EXERCISE DIRECTIONS. Set the pictures aside and return each record below precisely as written.

GIVEN DATA.

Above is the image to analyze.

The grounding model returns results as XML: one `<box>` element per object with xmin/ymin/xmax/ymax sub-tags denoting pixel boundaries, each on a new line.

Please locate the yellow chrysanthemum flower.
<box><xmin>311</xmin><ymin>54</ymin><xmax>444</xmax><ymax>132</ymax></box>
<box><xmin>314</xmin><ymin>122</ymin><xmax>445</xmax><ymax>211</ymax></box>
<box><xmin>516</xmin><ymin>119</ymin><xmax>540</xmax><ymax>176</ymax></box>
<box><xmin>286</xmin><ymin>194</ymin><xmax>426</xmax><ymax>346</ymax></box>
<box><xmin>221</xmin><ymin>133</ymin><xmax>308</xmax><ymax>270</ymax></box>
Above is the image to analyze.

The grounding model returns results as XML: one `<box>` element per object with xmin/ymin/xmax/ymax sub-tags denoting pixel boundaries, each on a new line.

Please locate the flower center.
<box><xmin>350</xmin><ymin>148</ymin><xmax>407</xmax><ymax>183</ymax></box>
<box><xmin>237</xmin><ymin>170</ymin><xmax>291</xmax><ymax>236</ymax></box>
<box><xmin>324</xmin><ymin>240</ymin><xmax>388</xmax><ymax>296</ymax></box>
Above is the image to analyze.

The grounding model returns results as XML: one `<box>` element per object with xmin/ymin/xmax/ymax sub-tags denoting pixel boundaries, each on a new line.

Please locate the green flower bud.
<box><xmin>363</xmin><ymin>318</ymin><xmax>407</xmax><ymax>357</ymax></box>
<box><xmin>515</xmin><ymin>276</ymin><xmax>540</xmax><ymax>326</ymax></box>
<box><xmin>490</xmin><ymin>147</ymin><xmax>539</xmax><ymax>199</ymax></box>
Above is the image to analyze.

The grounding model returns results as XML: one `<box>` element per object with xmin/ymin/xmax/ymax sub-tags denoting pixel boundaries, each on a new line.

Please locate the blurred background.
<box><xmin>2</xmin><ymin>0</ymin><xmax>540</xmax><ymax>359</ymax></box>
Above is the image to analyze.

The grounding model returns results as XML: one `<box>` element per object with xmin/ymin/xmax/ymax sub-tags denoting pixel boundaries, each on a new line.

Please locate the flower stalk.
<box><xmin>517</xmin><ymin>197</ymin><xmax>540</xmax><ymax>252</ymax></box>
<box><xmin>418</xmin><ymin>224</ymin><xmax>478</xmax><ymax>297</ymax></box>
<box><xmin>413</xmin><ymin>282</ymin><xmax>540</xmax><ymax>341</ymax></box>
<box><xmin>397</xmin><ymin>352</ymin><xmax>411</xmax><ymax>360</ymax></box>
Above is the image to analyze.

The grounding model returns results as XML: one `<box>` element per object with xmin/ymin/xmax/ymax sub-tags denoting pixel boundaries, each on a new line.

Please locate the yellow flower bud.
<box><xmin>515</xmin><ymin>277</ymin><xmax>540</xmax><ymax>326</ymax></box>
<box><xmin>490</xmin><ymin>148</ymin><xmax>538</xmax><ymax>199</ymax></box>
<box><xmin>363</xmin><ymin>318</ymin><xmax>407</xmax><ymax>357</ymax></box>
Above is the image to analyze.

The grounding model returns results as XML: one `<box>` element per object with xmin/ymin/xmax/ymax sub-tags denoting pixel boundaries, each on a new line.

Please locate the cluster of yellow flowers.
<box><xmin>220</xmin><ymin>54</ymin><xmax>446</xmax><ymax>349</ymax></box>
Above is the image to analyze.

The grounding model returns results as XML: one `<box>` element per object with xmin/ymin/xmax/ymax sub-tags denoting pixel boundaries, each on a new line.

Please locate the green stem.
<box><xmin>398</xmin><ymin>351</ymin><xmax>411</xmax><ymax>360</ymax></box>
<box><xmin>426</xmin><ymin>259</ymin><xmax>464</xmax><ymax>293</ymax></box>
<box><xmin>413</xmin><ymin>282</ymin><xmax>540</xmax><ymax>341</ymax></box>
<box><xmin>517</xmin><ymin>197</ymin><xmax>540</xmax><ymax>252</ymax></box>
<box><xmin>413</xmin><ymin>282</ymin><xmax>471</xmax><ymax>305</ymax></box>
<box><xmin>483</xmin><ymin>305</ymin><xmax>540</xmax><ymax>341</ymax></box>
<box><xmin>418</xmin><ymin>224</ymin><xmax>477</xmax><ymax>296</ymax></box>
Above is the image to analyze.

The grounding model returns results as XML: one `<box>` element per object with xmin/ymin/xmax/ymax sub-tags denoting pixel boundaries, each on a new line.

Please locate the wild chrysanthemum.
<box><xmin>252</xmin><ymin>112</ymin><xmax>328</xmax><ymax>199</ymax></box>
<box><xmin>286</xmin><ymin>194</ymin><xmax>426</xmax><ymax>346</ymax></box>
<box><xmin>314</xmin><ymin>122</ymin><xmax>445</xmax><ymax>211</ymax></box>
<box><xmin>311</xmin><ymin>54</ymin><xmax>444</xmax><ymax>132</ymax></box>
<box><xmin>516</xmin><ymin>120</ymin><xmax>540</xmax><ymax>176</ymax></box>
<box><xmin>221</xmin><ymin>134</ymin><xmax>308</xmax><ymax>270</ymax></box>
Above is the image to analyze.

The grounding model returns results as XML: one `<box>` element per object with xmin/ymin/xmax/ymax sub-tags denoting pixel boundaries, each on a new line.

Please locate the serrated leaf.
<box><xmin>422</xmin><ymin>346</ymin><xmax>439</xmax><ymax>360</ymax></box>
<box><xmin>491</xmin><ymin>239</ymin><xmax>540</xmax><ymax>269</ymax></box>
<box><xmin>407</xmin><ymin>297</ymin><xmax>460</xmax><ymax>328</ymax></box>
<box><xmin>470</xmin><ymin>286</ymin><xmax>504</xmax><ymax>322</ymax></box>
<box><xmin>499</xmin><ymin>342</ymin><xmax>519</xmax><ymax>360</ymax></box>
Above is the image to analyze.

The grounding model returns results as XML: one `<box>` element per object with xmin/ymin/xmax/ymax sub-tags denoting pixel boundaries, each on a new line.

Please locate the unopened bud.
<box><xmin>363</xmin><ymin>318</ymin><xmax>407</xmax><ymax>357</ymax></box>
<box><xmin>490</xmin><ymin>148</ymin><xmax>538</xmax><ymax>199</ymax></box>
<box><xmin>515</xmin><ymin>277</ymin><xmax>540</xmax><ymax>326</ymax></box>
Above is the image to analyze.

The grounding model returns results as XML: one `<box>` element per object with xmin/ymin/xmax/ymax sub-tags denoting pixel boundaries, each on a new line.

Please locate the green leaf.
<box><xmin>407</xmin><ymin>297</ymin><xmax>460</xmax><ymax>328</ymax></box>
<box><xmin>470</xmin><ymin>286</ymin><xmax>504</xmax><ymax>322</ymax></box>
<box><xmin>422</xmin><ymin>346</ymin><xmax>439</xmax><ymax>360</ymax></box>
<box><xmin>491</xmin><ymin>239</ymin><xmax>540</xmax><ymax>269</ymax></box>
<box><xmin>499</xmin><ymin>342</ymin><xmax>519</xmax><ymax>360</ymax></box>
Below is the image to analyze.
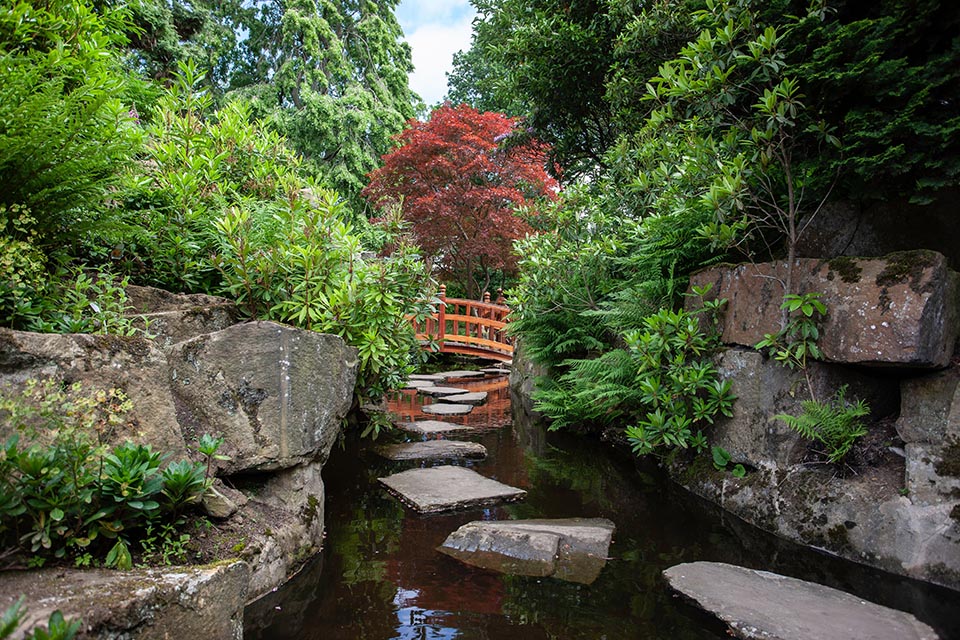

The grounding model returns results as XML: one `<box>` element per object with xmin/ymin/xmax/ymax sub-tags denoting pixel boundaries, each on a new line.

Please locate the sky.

TASK RESPONSE.
Above is the image to analyze.

The grounding model returns results as XML: one `<box>` element per object with xmin/ymin/xmax/ymax sub-tags denoting pixel boundaries, each on a new line.

Please locate the yellow chrysanthemum flower.
<box><xmin>311</xmin><ymin>54</ymin><xmax>444</xmax><ymax>132</ymax></box>
<box><xmin>314</xmin><ymin>122</ymin><xmax>445</xmax><ymax>211</ymax></box>
<box><xmin>516</xmin><ymin>119</ymin><xmax>540</xmax><ymax>176</ymax></box>
<box><xmin>286</xmin><ymin>194</ymin><xmax>426</xmax><ymax>346</ymax></box>
<box><xmin>221</xmin><ymin>133</ymin><xmax>308</xmax><ymax>270</ymax></box>
Above is the image to analyze.

The grounding model returns results as XML: one `<box>` element per object with xmin/ymin/xmax/ymax sub-tags denoting pixel boundaries, each on a new line.

Please locate the flower center.
<box><xmin>350</xmin><ymin>148</ymin><xmax>407</xmax><ymax>183</ymax></box>
<box><xmin>237</xmin><ymin>170</ymin><xmax>291</xmax><ymax>236</ymax></box>
<box><xmin>324</xmin><ymin>240</ymin><xmax>388</xmax><ymax>296</ymax></box>
Above is the image to analyze.

The grounding model returns results as XML: one `<box>` element per object with xmin/ymin/xmax/ymax sub-tags denoting pixel boundaries, each on a new line.

Please locate the green flower bud.
<box><xmin>363</xmin><ymin>318</ymin><xmax>407</xmax><ymax>357</ymax></box>
<box><xmin>515</xmin><ymin>276</ymin><xmax>540</xmax><ymax>326</ymax></box>
<box><xmin>490</xmin><ymin>147</ymin><xmax>539</xmax><ymax>199</ymax></box>
Above is the image to analyze.

The grounding model returns results as XML: one `<box>` element per object with xmin/ymin/xmax/ymax sub-tags denoting pixel boundaries, each on a new line.

Please locate the blurred background.
<box><xmin>2</xmin><ymin>0</ymin><xmax>540</xmax><ymax>359</ymax></box>
Above is the image to analyze.

The grounding model returns results as XML: one `<box>` element per object with xmin/ymin/xmax/ymax sub-tags denoting pixel boundaries, each on a new line.

Please locate the flower stalk.
<box><xmin>517</xmin><ymin>197</ymin><xmax>540</xmax><ymax>252</ymax></box>
<box><xmin>418</xmin><ymin>224</ymin><xmax>478</xmax><ymax>297</ymax></box>
<box><xmin>413</xmin><ymin>282</ymin><xmax>540</xmax><ymax>341</ymax></box>
<box><xmin>397</xmin><ymin>352</ymin><xmax>411</xmax><ymax>360</ymax></box>
Above is the image to analyze.

The grounding model returns results as XML: one `<box>` element per object with xmin/ymin/xmax/ymax sub-tags denoting pixel boundaries, each on a new line.

Please locate the yellow flower bud.
<box><xmin>515</xmin><ymin>277</ymin><xmax>540</xmax><ymax>326</ymax></box>
<box><xmin>490</xmin><ymin>148</ymin><xmax>538</xmax><ymax>199</ymax></box>
<box><xmin>363</xmin><ymin>318</ymin><xmax>407</xmax><ymax>357</ymax></box>
Above is the image to analyze.

The grounding model returns results as XML: one `<box>` element per object with xmin/ymin/xmax/ymax sub-tags denoting pixel boundaries, each on a new line.

Please locate the cluster of yellow flowers.
<box><xmin>220</xmin><ymin>54</ymin><xmax>446</xmax><ymax>349</ymax></box>
Above is the image to analyze.

The grounding model returns results as XML: one `<box>` element per object with xmin/ymin/xmax/ymax sub-tags denoting pixel boundaries, each on a new line.

Please locate the green stem.
<box><xmin>398</xmin><ymin>351</ymin><xmax>411</xmax><ymax>360</ymax></box>
<box><xmin>426</xmin><ymin>259</ymin><xmax>464</xmax><ymax>293</ymax></box>
<box><xmin>413</xmin><ymin>282</ymin><xmax>540</xmax><ymax>341</ymax></box>
<box><xmin>517</xmin><ymin>197</ymin><xmax>540</xmax><ymax>252</ymax></box>
<box><xmin>413</xmin><ymin>282</ymin><xmax>471</xmax><ymax>305</ymax></box>
<box><xmin>483</xmin><ymin>305</ymin><xmax>540</xmax><ymax>341</ymax></box>
<box><xmin>418</xmin><ymin>224</ymin><xmax>477</xmax><ymax>296</ymax></box>
Above is the image to analyze.

The grounding model returns results as XML: one `<box>` element per object with xmin/ymin/xmax/ymax sub-tags denoting pixel boundaries, each on a new line.

Please locate the wild chrysanthemum.
<box><xmin>252</xmin><ymin>112</ymin><xmax>328</xmax><ymax>199</ymax></box>
<box><xmin>286</xmin><ymin>194</ymin><xmax>426</xmax><ymax>346</ymax></box>
<box><xmin>314</xmin><ymin>122</ymin><xmax>445</xmax><ymax>211</ymax></box>
<box><xmin>311</xmin><ymin>54</ymin><xmax>444</xmax><ymax>132</ymax></box>
<box><xmin>516</xmin><ymin>120</ymin><xmax>540</xmax><ymax>176</ymax></box>
<box><xmin>221</xmin><ymin>134</ymin><xmax>308</xmax><ymax>270</ymax></box>
Above is the image to analyze.

The grounding model returns results as XML: one `<box>` element per object with xmin/ymin/xmax/ymax sub-tags denoting pixel boundaries, each on a new line.

Please locate the serrated leaf.
<box><xmin>422</xmin><ymin>346</ymin><xmax>439</xmax><ymax>360</ymax></box>
<box><xmin>491</xmin><ymin>239</ymin><xmax>540</xmax><ymax>269</ymax></box>
<box><xmin>407</xmin><ymin>297</ymin><xmax>460</xmax><ymax>328</ymax></box>
<box><xmin>470</xmin><ymin>286</ymin><xmax>504</xmax><ymax>322</ymax></box>
<box><xmin>499</xmin><ymin>342</ymin><xmax>519</xmax><ymax>360</ymax></box>
Above is the image to analyze.

The grounding model returns results as XML: one `<box>` element per object with xmin/ymin/xmax/ymax sub-tags denoting pixel boundaries, each on a new line.

Please locate the unopened bud.
<box><xmin>363</xmin><ymin>318</ymin><xmax>407</xmax><ymax>357</ymax></box>
<box><xmin>490</xmin><ymin>148</ymin><xmax>538</xmax><ymax>199</ymax></box>
<box><xmin>515</xmin><ymin>277</ymin><xmax>540</xmax><ymax>326</ymax></box>
Above is the image to analyze.

The grounding model returns results as XML: one `<box>` element per object with xmin/ymin/xmax/ymax sub-tags denoting pixel boundaries, each on a new line.

Please locate the green leaf.
<box><xmin>407</xmin><ymin>297</ymin><xmax>460</xmax><ymax>328</ymax></box>
<box><xmin>470</xmin><ymin>286</ymin><xmax>504</xmax><ymax>322</ymax></box>
<box><xmin>422</xmin><ymin>346</ymin><xmax>439</xmax><ymax>360</ymax></box>
<box><xmin>491</xmin><ymin>239</ymin><xmax>540</xmax><ymax>269</ymax></box>
<box><xmin>499</xmin><ymin>342</ymin><xmax>519</xmax><ymax>360</ymax></box>
Below is the image to analyze.

The grounding model returns results as XML: one `<box>` element per object with xmin/ymin/xmax/ymax sub-tags denoting pixel boundaries, each on a new line.

Please locate the sky.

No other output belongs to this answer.